Print, word for word, the part of the TV forum thread from "By the way, is" to "(Sep 6, 2007)".

• _Reading passage_:
== == ==

# I was on TV, again!



## _AJ_ (Jan 23, 2008)

look, im a star now


----------



## Amalia (Feb 27, 2009)

you are really popular, I am not quite 2 weeks here on this forum and you are probably the most eye-catching guy here


----------



## rdrr (Dec 31, 2008)

very good job. i would have been going crazy if i had to do that.


----------



## millenniumman75 (Feb 4, 2005)

WOOT! :boogie :boogie :boogie
You were broadcast all over your metropolitan area and you looked confident!

I didn't know you were a mail carrier. What is your Postal Service called? I'm in the States, so we have the "United States Postal Service".

By the way, is there any system to your ZIP codes like we have here? I have always seen M1Y 2G7 and stuff like that, but can't figure out any system.

Here in the U.S., we have the five digit number, with the first number denoting the section of the country - 0 in the Northeast, 9 - West Coast, Alaska, and Hawaii.


----------



## IllusionOfHappiness (Sep 6, 2007)

Cool, great job AJ!


----------



## S.T.A.T. (Jan 17, 2009)

_AJ_ said:


> look, im a star now


That's totally awesome! Good job!


----------



## S.T.A.T. (Jan 17, 2009)

you don't look like you have SA at all. Just like a regular guy.


----------



## LonelyHeart87 (Jan 26, 2009)

S.T.A.T. said:


> you don't look like you have SA at all. Just like a regular guy.


I was just going to say that! You looked great!


----------



## power2theweak (Jan 2, 2009)

Wow! Good job! Congrats! :yay


----------



## CopadoMexicano (Aug 21, 2004)

cool bro. I would chicken out


----------



## Faded Lines (Sep 22, 2006)

Haha, cool!


----------



## Fairyxo (Jan 28, 2009)

That's great!


----------



## forever_dreamer (Jul 8, 2008)

Lol nice and you're walking in snow too (I hate walking in snow especially when my SA is bad)! I probably wouldn't have been as calm if I had to walk in snow and talk to a news reporter (or maybe I would've been calm who knows?)! Great job!


----------



## beautibelle (Dec 13, 2008)

Congrats! You look brave and confident.


----------



## MsShyKenz (Jul 18, 2008)

That's pretty incredible. You don't come off as being even remotely shy!
:yay


----------



## mind_games (Nov 30, 2008)

Well done AJ!


----------



## static.unknown (Aug 17, 2008)

Congratulations AJ


----------



## Neptunus (Oct 29, 2007)

Very cool!


----------



## Want2Bconfident (Sep 14, 2008)

AJ you were excellent, came across really well! Good on you!


----------



## Black_Widow (May 23, 2008)

Wow, that's a really impressive achievement! 

Well done AJ!


----------

== == ==

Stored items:
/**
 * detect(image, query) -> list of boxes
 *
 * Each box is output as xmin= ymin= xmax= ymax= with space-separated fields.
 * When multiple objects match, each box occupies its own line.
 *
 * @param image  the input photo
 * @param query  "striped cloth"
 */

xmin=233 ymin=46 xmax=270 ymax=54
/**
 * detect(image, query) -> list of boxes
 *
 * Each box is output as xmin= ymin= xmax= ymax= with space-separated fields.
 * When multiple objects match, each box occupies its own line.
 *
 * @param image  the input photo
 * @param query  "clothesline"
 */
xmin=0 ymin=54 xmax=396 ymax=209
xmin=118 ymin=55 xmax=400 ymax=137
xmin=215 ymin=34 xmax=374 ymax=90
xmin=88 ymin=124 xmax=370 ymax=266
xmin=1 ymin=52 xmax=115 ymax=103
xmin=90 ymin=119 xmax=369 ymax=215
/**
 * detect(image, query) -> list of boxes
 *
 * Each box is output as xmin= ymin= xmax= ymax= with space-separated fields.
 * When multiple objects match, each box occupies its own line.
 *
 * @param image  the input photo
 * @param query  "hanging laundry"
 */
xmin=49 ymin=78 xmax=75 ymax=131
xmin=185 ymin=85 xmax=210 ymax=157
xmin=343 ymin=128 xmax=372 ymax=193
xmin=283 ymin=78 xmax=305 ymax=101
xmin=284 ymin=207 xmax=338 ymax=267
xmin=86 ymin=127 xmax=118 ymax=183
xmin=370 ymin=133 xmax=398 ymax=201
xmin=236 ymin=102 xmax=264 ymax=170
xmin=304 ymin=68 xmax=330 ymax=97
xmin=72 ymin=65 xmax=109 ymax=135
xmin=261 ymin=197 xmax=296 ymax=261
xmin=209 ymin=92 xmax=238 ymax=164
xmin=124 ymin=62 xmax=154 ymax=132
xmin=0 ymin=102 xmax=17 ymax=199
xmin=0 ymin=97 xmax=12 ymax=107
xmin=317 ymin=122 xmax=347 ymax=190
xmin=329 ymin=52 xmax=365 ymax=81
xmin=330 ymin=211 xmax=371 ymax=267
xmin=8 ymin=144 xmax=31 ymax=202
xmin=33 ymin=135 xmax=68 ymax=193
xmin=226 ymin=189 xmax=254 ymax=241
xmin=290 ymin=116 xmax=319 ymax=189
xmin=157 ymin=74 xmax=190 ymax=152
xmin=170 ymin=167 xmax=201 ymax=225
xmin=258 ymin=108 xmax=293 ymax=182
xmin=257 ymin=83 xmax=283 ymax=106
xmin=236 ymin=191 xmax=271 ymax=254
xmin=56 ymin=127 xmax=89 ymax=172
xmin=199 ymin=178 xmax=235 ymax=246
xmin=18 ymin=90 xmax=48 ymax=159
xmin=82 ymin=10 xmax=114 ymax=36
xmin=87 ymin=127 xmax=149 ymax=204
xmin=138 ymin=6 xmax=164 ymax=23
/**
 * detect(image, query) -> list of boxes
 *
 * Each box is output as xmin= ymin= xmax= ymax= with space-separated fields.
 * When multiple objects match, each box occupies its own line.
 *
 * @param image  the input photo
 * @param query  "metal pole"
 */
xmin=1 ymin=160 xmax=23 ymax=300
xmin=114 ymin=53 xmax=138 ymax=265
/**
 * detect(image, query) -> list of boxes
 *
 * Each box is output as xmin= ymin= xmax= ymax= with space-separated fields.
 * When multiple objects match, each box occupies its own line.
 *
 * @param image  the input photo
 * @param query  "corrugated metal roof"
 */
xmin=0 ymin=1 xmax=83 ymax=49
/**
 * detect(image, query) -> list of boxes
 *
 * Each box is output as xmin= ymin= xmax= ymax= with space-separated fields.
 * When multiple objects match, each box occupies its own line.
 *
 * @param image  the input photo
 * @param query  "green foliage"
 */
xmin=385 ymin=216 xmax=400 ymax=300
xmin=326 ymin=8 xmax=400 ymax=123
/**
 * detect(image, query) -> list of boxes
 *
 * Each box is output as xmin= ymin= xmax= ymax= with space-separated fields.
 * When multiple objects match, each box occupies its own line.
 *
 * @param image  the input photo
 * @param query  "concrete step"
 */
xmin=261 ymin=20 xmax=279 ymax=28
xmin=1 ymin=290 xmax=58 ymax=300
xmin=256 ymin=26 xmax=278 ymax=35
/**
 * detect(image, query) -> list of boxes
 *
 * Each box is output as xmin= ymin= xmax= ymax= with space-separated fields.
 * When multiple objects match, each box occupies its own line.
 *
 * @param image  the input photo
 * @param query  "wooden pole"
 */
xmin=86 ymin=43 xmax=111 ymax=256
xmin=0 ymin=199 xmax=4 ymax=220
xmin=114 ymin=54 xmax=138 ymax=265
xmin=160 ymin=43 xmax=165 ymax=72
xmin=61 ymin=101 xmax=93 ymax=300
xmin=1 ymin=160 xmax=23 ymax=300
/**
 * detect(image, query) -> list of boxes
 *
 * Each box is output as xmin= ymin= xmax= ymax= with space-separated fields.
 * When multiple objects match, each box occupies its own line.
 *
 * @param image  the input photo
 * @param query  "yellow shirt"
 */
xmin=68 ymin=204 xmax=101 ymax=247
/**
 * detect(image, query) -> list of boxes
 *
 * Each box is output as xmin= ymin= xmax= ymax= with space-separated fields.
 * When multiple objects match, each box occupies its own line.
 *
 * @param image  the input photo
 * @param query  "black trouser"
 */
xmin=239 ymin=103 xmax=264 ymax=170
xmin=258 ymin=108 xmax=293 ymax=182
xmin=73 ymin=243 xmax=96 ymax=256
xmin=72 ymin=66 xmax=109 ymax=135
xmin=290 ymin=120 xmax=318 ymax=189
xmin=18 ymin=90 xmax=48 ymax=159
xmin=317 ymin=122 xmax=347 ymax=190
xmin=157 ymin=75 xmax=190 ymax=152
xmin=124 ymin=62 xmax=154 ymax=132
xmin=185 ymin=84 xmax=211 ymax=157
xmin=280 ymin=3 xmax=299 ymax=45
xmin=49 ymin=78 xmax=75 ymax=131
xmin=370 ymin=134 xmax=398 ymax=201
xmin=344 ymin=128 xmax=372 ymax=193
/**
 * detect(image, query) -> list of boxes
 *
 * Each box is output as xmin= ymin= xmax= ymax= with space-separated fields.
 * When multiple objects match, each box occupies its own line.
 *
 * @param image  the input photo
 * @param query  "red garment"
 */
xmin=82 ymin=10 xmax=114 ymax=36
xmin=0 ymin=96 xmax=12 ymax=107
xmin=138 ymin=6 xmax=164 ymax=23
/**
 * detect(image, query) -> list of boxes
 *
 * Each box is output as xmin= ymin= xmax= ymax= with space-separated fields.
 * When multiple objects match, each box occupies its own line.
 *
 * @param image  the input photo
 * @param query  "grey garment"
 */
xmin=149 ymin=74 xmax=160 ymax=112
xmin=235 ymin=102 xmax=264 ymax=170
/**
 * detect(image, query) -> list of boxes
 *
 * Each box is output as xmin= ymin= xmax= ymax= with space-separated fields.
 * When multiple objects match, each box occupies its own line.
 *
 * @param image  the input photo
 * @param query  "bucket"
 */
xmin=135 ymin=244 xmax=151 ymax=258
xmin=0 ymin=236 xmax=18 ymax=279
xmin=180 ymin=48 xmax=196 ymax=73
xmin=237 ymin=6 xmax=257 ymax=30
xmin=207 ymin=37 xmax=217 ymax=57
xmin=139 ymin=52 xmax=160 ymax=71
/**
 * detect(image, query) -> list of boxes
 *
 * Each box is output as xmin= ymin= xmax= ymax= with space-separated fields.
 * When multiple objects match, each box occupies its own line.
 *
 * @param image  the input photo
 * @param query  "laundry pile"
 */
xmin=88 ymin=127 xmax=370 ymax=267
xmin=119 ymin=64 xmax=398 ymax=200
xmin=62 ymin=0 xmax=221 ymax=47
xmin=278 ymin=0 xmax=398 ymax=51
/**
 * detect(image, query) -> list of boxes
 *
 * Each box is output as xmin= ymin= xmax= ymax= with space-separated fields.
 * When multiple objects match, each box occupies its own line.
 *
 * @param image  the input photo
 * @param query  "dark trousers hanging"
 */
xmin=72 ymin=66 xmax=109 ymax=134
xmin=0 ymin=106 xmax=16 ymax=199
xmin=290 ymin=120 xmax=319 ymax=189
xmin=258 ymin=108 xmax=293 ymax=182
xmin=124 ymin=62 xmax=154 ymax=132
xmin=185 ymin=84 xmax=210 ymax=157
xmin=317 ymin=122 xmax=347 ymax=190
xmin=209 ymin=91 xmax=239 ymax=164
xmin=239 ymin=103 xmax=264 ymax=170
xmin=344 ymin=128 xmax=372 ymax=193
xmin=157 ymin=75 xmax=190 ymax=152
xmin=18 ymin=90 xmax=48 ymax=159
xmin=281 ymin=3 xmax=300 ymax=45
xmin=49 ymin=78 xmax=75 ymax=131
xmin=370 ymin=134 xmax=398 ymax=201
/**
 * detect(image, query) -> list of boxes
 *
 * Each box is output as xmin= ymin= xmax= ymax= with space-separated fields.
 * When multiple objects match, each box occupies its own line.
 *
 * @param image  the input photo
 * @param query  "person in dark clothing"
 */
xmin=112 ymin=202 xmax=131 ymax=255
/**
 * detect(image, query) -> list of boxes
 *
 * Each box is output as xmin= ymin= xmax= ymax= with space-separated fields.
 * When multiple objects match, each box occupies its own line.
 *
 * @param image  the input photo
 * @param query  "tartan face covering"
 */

== == ==

• _The result_:
By the way, is there any system to your ZIP codes like we have here? I have always seen M1Y 2G7 and stuff like that, but can't figure out any system.

Here in the U.S., we have the five digit number, with the first number denoting the section of the country - 0 in the Northeast, 9 - West Coast, Alaska, and Hawaii.


----------



## IllusionOfHappiness (Sep 6, 2007)